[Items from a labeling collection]
------------------------------

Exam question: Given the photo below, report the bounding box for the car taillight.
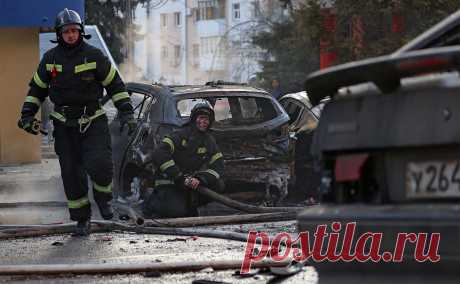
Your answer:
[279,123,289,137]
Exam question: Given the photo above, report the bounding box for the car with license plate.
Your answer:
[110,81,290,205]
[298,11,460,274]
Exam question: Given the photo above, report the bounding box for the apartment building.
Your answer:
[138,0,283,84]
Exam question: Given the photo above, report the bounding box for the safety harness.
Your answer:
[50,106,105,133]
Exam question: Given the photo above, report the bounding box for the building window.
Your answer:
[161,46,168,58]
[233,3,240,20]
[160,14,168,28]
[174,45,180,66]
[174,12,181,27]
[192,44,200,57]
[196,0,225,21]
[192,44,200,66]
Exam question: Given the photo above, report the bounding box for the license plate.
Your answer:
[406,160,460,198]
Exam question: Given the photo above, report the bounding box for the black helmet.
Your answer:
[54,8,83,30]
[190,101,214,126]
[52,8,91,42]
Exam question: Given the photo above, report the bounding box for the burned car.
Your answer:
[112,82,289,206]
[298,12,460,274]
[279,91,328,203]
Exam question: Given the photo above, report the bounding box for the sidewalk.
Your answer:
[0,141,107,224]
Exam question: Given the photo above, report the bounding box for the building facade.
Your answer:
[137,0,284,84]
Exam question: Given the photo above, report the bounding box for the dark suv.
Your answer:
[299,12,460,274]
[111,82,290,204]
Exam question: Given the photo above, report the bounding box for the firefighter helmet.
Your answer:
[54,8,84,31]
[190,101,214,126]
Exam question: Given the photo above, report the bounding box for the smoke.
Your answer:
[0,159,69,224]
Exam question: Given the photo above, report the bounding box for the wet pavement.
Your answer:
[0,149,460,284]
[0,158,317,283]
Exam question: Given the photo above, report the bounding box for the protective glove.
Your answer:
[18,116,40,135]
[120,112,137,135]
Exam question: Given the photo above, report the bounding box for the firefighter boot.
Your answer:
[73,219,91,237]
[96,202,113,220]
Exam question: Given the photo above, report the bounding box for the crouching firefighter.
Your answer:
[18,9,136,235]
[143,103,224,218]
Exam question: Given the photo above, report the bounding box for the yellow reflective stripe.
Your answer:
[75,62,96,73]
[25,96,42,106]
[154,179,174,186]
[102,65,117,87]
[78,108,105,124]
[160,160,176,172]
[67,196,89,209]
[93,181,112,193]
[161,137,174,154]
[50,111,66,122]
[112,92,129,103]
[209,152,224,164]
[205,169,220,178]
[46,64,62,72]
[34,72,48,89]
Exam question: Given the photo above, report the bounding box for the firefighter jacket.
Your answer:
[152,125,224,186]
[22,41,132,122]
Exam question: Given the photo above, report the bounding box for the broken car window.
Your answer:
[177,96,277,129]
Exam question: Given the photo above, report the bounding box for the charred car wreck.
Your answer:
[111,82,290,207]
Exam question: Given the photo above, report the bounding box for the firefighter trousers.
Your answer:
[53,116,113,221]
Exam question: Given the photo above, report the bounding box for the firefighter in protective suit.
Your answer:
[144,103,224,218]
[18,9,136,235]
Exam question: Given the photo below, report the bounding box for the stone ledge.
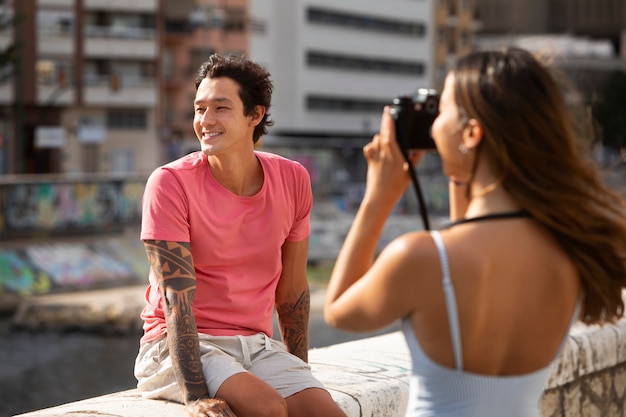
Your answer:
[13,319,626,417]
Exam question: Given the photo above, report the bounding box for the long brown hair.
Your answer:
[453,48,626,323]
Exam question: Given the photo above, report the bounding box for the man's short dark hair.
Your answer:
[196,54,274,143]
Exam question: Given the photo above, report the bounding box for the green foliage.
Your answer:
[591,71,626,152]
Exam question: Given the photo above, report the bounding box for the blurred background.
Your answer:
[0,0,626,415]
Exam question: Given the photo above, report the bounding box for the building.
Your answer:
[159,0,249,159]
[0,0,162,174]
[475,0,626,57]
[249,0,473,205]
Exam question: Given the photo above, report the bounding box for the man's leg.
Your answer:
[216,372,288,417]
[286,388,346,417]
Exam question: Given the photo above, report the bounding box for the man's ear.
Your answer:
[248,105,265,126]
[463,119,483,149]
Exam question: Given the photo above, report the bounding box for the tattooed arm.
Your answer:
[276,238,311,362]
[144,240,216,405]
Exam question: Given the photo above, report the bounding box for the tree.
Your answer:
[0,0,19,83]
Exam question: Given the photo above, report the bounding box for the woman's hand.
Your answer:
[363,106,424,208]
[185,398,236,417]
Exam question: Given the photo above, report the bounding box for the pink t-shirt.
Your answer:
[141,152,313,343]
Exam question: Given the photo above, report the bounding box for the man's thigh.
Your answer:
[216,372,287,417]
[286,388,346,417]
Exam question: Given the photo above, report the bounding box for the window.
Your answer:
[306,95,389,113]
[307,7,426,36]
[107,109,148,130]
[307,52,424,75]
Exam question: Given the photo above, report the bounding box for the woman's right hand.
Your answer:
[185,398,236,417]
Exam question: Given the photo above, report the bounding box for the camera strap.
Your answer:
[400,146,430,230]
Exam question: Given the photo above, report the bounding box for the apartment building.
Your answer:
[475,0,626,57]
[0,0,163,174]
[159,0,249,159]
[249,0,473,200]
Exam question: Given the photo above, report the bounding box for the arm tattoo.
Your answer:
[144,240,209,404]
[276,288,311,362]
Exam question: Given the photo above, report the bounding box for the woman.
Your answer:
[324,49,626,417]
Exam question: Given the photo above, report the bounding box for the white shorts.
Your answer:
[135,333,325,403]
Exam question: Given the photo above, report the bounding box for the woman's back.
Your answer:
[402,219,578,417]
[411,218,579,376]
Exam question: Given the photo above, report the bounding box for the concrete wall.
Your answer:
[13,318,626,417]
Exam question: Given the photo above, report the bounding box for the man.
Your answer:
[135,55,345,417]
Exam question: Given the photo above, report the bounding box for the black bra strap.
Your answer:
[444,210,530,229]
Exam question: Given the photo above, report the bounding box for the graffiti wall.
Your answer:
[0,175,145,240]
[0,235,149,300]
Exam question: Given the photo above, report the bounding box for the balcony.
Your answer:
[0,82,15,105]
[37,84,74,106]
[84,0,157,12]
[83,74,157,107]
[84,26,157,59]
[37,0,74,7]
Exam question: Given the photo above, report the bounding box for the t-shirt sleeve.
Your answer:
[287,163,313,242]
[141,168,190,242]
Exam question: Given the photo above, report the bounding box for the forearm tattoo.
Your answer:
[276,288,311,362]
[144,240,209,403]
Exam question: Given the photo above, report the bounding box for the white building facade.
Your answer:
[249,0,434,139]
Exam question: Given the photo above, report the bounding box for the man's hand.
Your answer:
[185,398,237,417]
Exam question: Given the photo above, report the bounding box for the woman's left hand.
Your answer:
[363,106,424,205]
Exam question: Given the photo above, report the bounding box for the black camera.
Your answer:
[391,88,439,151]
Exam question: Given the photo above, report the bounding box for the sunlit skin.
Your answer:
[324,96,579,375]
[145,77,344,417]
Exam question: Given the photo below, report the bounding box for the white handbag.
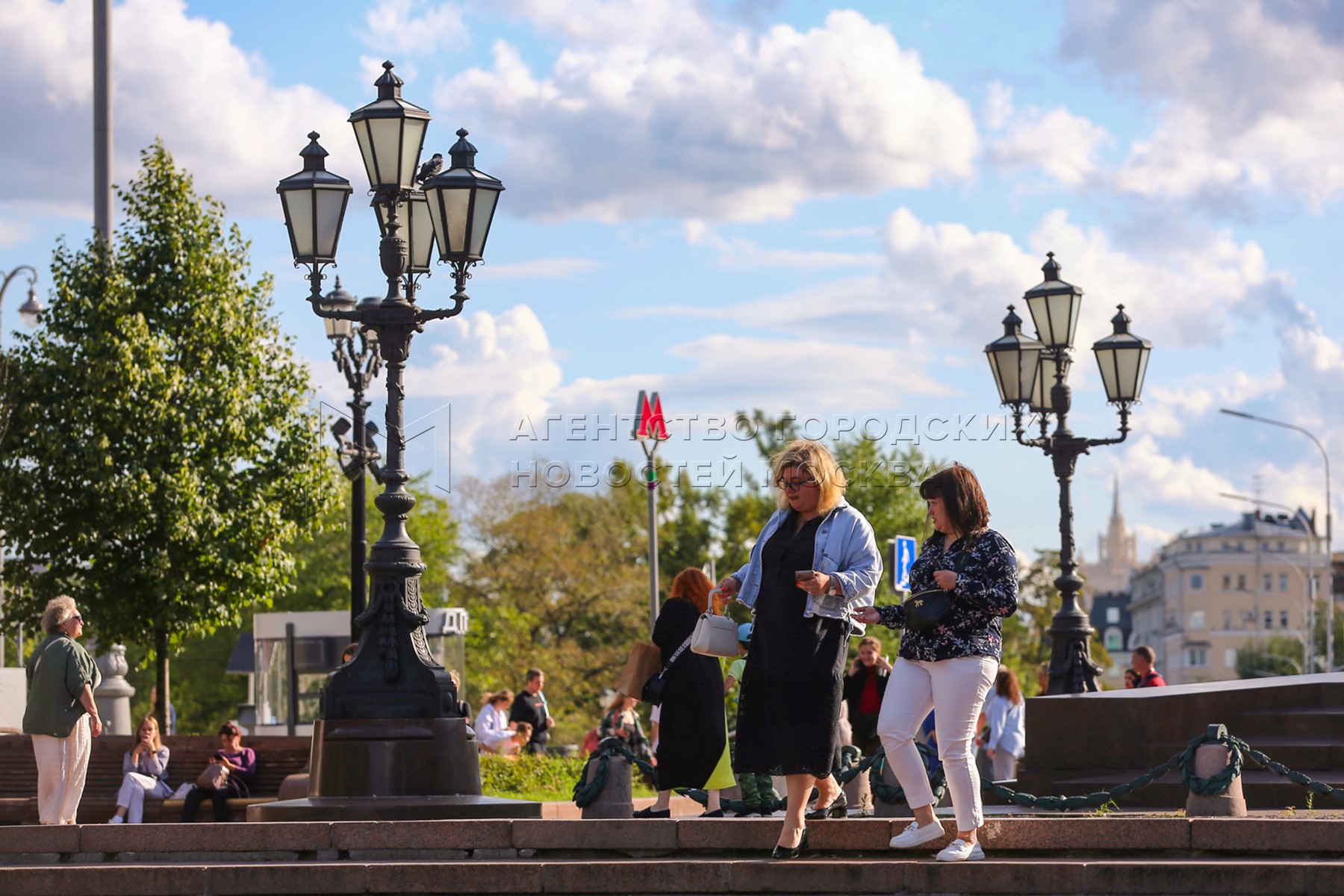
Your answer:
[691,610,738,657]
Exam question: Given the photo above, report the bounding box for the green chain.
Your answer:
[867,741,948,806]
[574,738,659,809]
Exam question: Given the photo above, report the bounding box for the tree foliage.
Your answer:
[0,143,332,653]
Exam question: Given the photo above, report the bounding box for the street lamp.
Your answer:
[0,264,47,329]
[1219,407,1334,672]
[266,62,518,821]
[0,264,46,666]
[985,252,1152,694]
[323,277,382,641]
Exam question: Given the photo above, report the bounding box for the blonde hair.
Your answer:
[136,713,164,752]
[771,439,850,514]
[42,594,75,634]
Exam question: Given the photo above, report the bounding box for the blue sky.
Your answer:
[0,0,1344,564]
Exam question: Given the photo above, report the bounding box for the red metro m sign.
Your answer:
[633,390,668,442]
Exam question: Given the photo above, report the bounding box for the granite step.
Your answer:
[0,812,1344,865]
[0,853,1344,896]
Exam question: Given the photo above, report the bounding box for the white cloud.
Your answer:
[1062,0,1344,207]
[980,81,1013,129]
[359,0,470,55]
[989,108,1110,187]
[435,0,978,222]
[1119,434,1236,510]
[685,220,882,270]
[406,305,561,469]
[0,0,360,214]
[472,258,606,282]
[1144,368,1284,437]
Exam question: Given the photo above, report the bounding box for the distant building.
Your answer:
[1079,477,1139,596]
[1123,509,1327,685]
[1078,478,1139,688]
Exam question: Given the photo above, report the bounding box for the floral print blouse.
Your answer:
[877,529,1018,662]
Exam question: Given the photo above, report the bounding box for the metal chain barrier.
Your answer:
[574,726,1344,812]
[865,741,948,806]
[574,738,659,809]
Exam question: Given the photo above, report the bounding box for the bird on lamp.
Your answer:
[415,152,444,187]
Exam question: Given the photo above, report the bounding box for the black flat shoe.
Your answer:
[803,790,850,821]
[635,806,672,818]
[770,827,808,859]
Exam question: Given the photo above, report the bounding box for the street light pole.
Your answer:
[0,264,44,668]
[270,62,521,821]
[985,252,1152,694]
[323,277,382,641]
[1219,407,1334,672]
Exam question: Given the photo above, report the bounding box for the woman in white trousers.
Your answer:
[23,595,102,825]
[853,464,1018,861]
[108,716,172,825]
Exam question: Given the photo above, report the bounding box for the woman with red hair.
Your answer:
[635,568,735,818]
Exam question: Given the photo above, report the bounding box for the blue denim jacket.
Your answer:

------------------------------

JOB:
Please reproduce the listing lines word for word, starting at the line that contains "the wet pavement." and ending at the line that contains "[120,112,137,135]".

SOLVED EXERCISE:
Exam question: Given the photo above, report the bounding box for the wet pavement.
Your answer:
[0,149,460,284]
[0,158,317,283]
Exam question: Given the photo above, report the bounding box for the protective glove.
Your answer:
[18,116,40,135]
[120,112,137,135]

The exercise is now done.